-- Start of Task inputs --
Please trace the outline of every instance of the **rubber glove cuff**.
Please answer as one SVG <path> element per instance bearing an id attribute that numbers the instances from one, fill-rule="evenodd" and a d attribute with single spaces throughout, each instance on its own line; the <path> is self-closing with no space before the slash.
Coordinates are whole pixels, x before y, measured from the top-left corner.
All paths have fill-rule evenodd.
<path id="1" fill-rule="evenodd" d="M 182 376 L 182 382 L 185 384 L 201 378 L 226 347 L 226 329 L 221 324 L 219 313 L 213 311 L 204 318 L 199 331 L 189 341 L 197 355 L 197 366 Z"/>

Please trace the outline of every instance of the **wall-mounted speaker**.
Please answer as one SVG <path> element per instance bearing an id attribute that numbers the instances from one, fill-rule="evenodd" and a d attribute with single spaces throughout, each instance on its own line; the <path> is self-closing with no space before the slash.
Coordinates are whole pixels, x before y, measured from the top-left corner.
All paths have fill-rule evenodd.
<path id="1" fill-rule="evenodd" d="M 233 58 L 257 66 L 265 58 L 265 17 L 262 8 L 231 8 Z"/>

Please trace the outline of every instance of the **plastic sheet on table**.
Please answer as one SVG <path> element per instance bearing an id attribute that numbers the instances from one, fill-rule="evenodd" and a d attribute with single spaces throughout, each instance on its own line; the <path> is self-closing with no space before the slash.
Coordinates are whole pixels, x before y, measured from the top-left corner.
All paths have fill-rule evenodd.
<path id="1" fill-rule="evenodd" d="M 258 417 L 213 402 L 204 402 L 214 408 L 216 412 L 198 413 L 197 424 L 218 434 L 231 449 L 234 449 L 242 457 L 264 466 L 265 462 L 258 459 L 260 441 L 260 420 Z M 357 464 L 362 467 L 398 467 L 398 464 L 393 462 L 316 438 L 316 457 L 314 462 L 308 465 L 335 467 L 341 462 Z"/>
-- End of Task inputs --
- **Problem description**:
Copy all of the records above word for word.

- **Answer to this exercise**:
Please trace the outline of every instance of the **rubber glove cuff**.
Please answer as one SVG <path> element per instance bearing an id attribute that numbers the instances from one, fill-rule="evenodd" and a d attribute with single spaces throughout, each instance on its own line; the <path> is self-closing with no space before the slash.
Coordinates are whole pixels, x before y, measured from the top-left corner.
All paths have fill-rule evenodd.
<path id="1" fill-rule="evenodd" d="M 182 376 L 182 382 L 185 384 L 201 378 L 226 347 L 226 329 L 221 324 L 219 313 L 213 311 L 204 318 L 199 331 L 189 341 L 197 355 L 197 366 Z"/>

Please trace the outline of every instance of the **wall-mounted speaker**.
Please answer as one SVG <path> element per instance bearing an id attribute that numbers the instances from one, fill-rule="evenodd" and a d attribute with single spaces throughout, each instance on its own line; the <path> is self-closing with no space before the slash.
Coordinates are whole pixels, x before y, measured from the top-left corner.
All paths have fill-rule evenodd.
<path id="1" fill-rule="evenodd" d="M 233 58 L 257 66 L 265 58 L 265 17 L 262 8 L 231 8 Z"/>

Please trace the outline of every instance of the **plastic sheet on table**.
Please answer as one SVG <path> element per instance bearing an id attribute that numbers the instances from one, fill-rule="evenodd" and a d attribute with single spaces throughout, each instance on its own line; the <path> is self-closing with no space before the slash.
Coordinates are whole pixels, x before y, measured from the top-left corner.
All paths have fill-rule evenodd.
<path id="1" fill-rule="evenodd" d="M 258 417 L 213 402 L 204 402 L 214 408 L 216 412 L 198 413 L 197 424 L 218 434 L 231 449 L 234 449 L 242 457 L 264 466 L 265 462 L 258 459 L 260 441 L 260 420 Z M 357 464 L 362 467 L 398 467 L 398 464 L 393 462 L 316 438 L 316 457 L 314 462 L 308 465 L 335 467 L 341 462 Z"/>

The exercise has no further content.